*AUFGABENDETAILS*. Gib die Zeilen von der Zeile mit „Find the forest“ bis zur Zeile mit „[235,80,353,280]“ noch einmal wieder und tausche darin „forest floor“ gegen „woodland floor“, alles Übrige unverändert.

*MATERIAL ZUR ÜBUNG*.
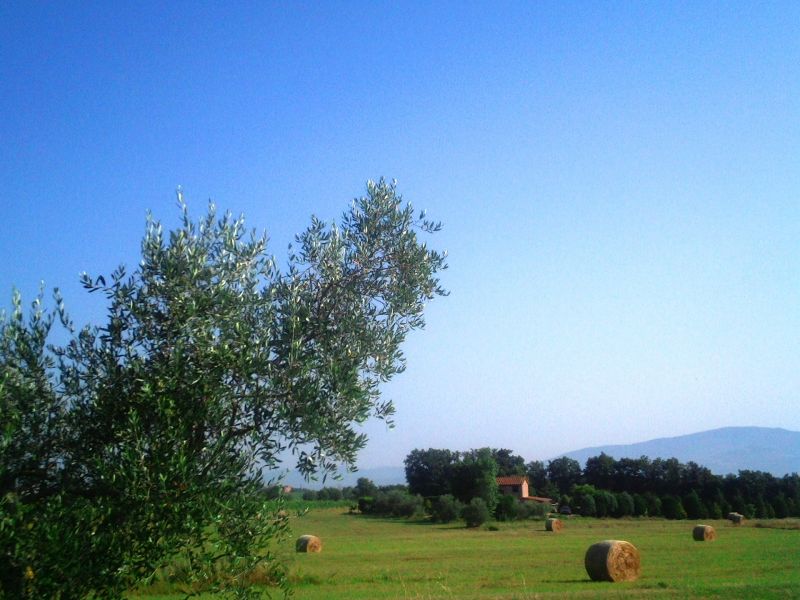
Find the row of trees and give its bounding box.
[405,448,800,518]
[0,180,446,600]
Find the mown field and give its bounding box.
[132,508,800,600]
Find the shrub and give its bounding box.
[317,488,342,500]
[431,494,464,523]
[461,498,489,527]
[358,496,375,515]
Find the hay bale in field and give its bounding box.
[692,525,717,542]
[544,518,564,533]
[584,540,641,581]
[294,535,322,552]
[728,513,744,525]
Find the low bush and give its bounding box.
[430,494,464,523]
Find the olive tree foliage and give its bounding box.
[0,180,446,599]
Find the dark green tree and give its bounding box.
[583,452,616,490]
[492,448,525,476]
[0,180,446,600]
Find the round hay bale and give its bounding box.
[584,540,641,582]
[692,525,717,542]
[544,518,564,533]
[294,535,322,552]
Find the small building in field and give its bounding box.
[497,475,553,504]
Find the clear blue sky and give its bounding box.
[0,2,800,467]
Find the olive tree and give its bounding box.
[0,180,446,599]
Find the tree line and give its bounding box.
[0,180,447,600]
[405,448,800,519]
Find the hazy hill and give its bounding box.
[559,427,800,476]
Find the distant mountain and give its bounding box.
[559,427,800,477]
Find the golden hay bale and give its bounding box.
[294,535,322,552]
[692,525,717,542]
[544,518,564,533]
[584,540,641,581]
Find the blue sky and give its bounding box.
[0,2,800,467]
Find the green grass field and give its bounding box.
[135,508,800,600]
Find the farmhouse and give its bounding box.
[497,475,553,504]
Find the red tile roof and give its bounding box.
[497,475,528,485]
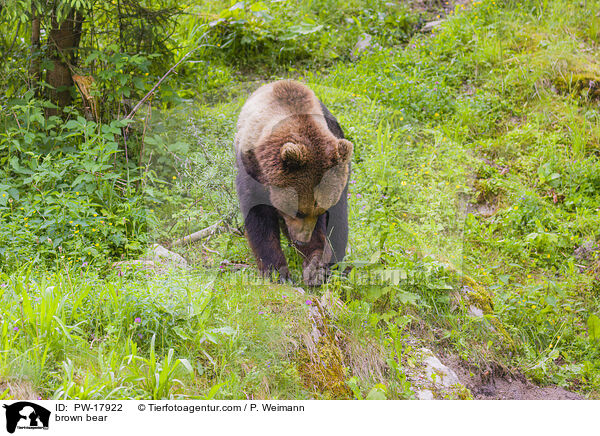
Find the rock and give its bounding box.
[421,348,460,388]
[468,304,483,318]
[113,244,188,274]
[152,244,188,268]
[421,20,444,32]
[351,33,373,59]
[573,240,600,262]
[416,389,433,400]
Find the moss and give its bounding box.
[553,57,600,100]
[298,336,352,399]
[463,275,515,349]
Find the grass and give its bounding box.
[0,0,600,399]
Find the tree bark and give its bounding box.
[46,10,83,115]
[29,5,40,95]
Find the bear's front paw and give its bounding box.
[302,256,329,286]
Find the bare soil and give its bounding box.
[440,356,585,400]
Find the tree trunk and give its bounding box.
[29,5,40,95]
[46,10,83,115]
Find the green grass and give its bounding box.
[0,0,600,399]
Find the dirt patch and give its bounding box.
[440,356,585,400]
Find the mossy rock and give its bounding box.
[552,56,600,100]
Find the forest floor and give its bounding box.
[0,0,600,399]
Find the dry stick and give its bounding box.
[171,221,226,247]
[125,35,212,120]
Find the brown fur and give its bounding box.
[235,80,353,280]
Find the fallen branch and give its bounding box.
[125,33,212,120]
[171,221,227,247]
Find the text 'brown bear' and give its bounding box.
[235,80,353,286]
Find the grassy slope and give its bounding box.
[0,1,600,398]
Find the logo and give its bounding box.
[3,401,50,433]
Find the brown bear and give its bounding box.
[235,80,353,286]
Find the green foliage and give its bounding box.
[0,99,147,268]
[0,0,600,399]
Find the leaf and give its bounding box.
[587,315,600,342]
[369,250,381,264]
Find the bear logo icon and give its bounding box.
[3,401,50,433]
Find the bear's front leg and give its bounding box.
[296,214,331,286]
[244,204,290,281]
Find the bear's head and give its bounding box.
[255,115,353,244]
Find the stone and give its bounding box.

*ERWARTETE ANTWORT*.
Find the woodland floor and give its bounding box.
[0,0,600,399]
Find the dry stick and give its bounding box.
[171,221,226,247]
[125,35,212,120]
Find the brown fur and give its bounding box.
[235,80,353,280]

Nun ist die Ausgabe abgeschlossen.